--- Passage shown ---

□ □ □

75 volunteers help make repairs to homes in Kanawha County

  As part of a World Renew project to help West Virginians recover after the flood of June 2016, about 75 volunteers from Michigan spent a week this month in Kanawha County.

     The volunteer teams from Westwood Church in Kalamazoo and RedArrow Ministries in Paw Paw helped make repairs to at least eight homes in the Clendenin and Elkview areas. The crew included adult team leaders, college students and high school students who were on their spring break.

     Among the projects they did was a basement renovation in Clendenin, floor and drywall repairs, insulation work and window replacement.

     World Renew, a WV VOAD member agency, has sent volunteer teams all over West Virginia to help repair and rebuild homes that were damaged or destroyed by flooding. WV VOAD is so thankful for World Renew’s commitment to long-term recovery!

Voluntary organizations dedicate new homes for flood survivors in several counties

     WV VOAD member agencies celebrated the completion of several construction projects this month and watched as some overjoyed flood survivors began the fun work of moving in!

     In Rainelle, Appalachia Service Project and World Renew helped construct and fund a home for a family with several young children who were displaced in the June 2016 flood. Their new home also was made possible by generous donations from the Cales Foundation, the United Methodist Committee on Relief, Catholic Charities West Virginia and the Greater Greenbrier Long-Term Recovery Committee.

     In Richwood, a senior citizen whose home caved in during the flood became the recipient of the sixth new home in Faith Villas, the neighborhood created specifically for flood survivors and funded by Neighbors Loving Neighbors. Her new house was built by Appalachia Service Project with some funding provided by United Way of Southern West Virginia.

     And in Clay County, a family of four who lost everything in the flood have a brand new home to call their own after more than a year of living with relatives.

     Miranda and Carlos Salisbury were grateful their children, 14-year-old Owen and 19-year-old Danielle, were not home June 23, 2016 when the flood hit. Water rushed into their Procious home so quickly the couple didn’t have a lot of time to get out. Miranda could only save a couple of things, one of which was her son’s prized video game system, his “favorite thing in the world.”

     “I said, ‘It’s not going to take everything,’” Miranda said of the flood.

     Floodwater eventually reached eight feet into their home, nearly to the ceiling. Everything was destroyed and the home was uninhabitable.

     The family had lived there for seven years and had just installed a brand new above-ground pool about two weeks before the flood hit.

□ □ □

--- Data for this task ---
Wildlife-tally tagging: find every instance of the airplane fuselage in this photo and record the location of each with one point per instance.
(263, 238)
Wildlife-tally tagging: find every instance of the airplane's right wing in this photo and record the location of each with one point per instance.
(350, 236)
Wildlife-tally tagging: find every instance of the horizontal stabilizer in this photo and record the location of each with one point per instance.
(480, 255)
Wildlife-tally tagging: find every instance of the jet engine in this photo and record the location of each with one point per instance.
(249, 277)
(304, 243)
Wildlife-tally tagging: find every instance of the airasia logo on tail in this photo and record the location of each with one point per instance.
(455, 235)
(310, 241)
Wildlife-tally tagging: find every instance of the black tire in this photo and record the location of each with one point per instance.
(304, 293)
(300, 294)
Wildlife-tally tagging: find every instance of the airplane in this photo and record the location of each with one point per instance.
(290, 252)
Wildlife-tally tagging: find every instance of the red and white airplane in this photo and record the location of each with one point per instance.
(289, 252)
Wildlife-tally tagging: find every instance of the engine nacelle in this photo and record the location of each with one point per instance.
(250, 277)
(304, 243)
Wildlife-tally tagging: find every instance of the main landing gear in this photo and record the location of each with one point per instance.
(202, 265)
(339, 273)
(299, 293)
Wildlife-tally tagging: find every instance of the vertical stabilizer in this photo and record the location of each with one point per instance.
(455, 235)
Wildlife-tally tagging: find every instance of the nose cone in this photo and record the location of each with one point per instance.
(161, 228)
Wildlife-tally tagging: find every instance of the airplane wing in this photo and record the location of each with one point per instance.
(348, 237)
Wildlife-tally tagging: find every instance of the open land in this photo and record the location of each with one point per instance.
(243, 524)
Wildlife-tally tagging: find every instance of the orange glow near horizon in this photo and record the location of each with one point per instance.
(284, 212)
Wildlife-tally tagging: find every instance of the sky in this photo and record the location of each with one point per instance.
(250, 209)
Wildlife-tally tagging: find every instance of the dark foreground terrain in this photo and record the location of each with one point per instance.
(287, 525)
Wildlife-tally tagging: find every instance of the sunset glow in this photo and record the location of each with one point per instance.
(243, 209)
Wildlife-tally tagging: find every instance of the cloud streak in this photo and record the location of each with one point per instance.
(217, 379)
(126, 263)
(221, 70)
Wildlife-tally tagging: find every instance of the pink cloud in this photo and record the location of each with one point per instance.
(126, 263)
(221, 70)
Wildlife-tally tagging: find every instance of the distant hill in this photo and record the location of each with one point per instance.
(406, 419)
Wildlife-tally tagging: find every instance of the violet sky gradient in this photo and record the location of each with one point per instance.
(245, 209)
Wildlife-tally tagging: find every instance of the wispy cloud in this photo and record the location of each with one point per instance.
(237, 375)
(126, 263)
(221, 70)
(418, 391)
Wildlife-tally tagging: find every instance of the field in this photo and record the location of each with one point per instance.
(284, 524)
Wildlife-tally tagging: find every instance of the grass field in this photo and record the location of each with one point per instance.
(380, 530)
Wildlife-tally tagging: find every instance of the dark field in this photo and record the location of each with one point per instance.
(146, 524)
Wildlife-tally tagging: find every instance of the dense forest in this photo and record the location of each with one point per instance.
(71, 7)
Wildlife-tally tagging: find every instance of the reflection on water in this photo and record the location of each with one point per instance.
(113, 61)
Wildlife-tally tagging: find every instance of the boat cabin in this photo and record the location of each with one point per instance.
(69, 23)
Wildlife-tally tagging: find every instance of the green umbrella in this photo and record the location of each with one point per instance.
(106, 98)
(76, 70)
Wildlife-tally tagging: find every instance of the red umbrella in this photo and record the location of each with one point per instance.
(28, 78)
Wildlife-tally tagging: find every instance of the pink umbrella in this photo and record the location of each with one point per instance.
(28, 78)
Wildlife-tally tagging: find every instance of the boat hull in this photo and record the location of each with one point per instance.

□ □ □

--- Problems to solve ---
- a) Reproduce the flood-recovery article word for word from "Among the projects" to "of moving in!".
- b) Extract each line of the listing that contains the string "glow", matching case exactly.

--- Solutions to the tasks ---
- a)
Among the projects they did was a basement renovation in Clendenin, floor and drywall repairs, insulation work and window replacement.

     World Renew, a WV VOAD member agency, has sent volunteer teams all over West Virginia to help repair and rebuild homes that were damaged or destroyed by flooding. WV VOAD is so thankful for World Renew’s commitment to long-term recovery!

Voluntary organizations dedicate new homes for flood survivors in several counties

     WV VOAD member agencies celebrated the completion of several construction projects this month and watched as some overjoyed flood survivors began the fun work of moving in!

- b)
Wildlife-tally tagging: find every instance of the orange glow near horizon in this photo and record the location of each with one point per instance.
Wildlife-tally tagging: find every instance of the sunset glow in this photo and record the location of each with one point per instance.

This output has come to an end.